Source records:
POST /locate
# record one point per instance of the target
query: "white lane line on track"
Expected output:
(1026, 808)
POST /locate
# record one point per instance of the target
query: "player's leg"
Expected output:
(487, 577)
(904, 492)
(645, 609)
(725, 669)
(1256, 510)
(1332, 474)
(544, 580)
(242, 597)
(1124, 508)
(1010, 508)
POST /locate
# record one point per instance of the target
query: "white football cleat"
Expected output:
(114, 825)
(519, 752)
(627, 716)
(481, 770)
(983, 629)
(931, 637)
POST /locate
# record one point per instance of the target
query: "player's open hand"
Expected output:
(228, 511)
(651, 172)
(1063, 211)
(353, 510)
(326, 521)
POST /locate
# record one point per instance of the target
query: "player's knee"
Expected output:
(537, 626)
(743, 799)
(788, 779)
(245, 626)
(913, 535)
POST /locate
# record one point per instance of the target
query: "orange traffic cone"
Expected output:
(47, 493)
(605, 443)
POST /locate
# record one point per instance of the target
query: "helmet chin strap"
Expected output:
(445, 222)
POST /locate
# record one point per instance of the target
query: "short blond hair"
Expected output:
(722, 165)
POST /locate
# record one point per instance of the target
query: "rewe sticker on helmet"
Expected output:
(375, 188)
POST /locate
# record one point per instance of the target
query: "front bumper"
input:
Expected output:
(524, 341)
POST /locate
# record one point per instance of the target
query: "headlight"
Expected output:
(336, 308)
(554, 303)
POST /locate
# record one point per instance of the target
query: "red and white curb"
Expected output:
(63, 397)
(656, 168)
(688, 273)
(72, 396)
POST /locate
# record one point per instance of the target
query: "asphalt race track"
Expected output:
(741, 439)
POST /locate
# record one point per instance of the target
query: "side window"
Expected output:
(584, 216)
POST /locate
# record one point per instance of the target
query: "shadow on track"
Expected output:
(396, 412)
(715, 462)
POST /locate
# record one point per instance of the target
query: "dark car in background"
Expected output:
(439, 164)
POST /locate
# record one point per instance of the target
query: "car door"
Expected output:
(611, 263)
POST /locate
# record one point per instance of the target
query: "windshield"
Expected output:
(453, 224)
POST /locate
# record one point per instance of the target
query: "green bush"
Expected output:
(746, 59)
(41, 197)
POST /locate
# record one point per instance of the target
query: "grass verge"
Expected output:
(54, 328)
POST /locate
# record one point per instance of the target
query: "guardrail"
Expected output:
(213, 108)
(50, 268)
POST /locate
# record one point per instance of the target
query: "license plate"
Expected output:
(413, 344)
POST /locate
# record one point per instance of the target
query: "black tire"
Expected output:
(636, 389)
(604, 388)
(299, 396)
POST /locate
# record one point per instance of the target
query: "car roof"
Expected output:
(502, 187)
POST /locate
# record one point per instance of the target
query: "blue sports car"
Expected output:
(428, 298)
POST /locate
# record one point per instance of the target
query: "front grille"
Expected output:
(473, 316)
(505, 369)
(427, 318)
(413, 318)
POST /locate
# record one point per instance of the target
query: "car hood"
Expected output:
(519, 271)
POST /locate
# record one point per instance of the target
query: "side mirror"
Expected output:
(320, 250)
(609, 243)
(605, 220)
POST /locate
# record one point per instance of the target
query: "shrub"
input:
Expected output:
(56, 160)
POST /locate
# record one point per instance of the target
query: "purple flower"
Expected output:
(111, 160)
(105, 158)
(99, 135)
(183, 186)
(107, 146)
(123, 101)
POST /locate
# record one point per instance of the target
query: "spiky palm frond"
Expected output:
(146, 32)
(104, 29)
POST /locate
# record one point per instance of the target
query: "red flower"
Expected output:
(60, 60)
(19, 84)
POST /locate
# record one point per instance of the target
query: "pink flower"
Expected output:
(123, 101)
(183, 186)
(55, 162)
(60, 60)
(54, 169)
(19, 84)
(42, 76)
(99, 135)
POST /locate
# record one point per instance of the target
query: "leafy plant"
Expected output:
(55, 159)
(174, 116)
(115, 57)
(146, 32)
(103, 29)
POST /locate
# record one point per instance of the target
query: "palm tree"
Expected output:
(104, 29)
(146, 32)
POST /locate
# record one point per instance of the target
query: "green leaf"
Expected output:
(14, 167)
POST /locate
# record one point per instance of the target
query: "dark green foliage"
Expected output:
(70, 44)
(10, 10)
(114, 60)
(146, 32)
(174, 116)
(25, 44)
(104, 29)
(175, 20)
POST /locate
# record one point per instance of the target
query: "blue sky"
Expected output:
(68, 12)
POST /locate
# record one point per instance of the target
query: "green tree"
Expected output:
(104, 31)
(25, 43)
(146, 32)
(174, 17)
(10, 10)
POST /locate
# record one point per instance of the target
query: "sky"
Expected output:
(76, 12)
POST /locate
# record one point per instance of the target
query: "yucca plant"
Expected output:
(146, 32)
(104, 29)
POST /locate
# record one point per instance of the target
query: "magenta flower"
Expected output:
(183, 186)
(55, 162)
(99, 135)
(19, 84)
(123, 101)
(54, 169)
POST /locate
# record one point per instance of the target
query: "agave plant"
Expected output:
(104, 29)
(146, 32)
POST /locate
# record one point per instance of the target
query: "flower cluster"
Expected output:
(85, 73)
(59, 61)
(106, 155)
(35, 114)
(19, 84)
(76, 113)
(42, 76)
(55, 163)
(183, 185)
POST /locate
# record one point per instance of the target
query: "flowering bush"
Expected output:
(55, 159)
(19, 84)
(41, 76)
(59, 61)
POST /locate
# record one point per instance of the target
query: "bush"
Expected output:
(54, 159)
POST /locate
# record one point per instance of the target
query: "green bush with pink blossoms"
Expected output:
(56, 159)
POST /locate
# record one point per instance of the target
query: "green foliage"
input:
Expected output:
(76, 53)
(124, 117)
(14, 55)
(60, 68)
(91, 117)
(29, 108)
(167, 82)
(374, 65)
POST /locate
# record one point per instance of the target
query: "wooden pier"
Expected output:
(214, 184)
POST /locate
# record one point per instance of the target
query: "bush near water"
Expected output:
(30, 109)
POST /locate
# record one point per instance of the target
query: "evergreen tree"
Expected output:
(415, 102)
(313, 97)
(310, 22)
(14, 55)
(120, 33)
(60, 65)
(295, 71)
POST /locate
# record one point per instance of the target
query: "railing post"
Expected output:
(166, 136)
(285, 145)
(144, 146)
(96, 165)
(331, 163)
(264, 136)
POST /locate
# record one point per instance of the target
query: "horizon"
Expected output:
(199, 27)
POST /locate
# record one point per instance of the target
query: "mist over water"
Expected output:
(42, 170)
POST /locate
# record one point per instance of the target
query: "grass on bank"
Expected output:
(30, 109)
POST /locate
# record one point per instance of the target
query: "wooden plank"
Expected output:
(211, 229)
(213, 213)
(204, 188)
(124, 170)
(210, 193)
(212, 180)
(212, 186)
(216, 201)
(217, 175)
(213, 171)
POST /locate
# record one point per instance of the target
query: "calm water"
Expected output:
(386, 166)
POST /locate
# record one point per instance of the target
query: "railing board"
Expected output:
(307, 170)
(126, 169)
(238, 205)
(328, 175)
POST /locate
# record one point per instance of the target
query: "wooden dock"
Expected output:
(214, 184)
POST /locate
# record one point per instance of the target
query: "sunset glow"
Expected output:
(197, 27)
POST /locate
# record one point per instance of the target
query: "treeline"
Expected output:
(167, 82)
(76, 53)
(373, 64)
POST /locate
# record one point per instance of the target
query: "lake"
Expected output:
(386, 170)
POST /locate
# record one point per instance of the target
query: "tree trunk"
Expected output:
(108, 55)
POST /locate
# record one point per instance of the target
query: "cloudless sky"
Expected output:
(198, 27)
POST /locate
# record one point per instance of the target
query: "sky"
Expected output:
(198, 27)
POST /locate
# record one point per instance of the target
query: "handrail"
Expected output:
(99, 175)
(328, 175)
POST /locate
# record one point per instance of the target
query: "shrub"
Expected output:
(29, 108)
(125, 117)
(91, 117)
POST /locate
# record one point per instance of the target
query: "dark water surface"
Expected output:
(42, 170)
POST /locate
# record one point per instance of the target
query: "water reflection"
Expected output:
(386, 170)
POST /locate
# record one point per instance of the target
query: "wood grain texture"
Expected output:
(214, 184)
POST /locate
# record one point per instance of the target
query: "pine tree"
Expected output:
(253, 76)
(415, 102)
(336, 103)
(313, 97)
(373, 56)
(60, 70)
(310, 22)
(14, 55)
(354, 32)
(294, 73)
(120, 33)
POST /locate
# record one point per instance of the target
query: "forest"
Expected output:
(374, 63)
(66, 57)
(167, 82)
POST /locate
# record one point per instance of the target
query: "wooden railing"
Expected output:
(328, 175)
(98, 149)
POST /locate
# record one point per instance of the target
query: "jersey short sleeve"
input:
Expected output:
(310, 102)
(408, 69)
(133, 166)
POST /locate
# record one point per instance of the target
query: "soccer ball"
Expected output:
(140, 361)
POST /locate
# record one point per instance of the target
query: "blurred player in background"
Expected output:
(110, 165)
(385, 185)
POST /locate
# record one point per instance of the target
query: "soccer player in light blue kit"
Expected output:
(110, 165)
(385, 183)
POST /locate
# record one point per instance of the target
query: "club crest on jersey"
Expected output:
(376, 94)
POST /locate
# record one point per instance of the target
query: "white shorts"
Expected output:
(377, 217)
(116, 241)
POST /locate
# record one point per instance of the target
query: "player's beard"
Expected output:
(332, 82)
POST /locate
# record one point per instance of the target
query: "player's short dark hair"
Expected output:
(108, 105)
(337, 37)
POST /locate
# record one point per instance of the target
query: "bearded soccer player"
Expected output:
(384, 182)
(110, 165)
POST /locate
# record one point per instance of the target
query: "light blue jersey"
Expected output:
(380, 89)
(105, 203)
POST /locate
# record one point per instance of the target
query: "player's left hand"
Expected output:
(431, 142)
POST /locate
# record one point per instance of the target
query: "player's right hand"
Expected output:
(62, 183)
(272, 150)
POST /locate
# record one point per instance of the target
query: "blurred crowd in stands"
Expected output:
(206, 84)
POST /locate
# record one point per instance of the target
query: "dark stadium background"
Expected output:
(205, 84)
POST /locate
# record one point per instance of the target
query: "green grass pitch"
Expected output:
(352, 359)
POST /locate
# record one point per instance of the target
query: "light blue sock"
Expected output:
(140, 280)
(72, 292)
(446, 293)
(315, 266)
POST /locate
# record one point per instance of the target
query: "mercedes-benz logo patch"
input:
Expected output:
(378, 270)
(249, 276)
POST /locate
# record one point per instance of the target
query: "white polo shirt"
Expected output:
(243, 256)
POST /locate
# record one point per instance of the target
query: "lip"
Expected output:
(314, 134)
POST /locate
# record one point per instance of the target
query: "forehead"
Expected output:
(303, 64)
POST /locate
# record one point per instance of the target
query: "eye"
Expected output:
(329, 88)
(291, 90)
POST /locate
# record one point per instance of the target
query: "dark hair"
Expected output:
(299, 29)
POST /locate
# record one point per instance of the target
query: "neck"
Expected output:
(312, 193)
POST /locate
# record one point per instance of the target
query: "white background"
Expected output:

WHAT IS BEING ASKED: Work out how many lines in the records hold the word "dark", and answer with that number alone.

RESULT: 6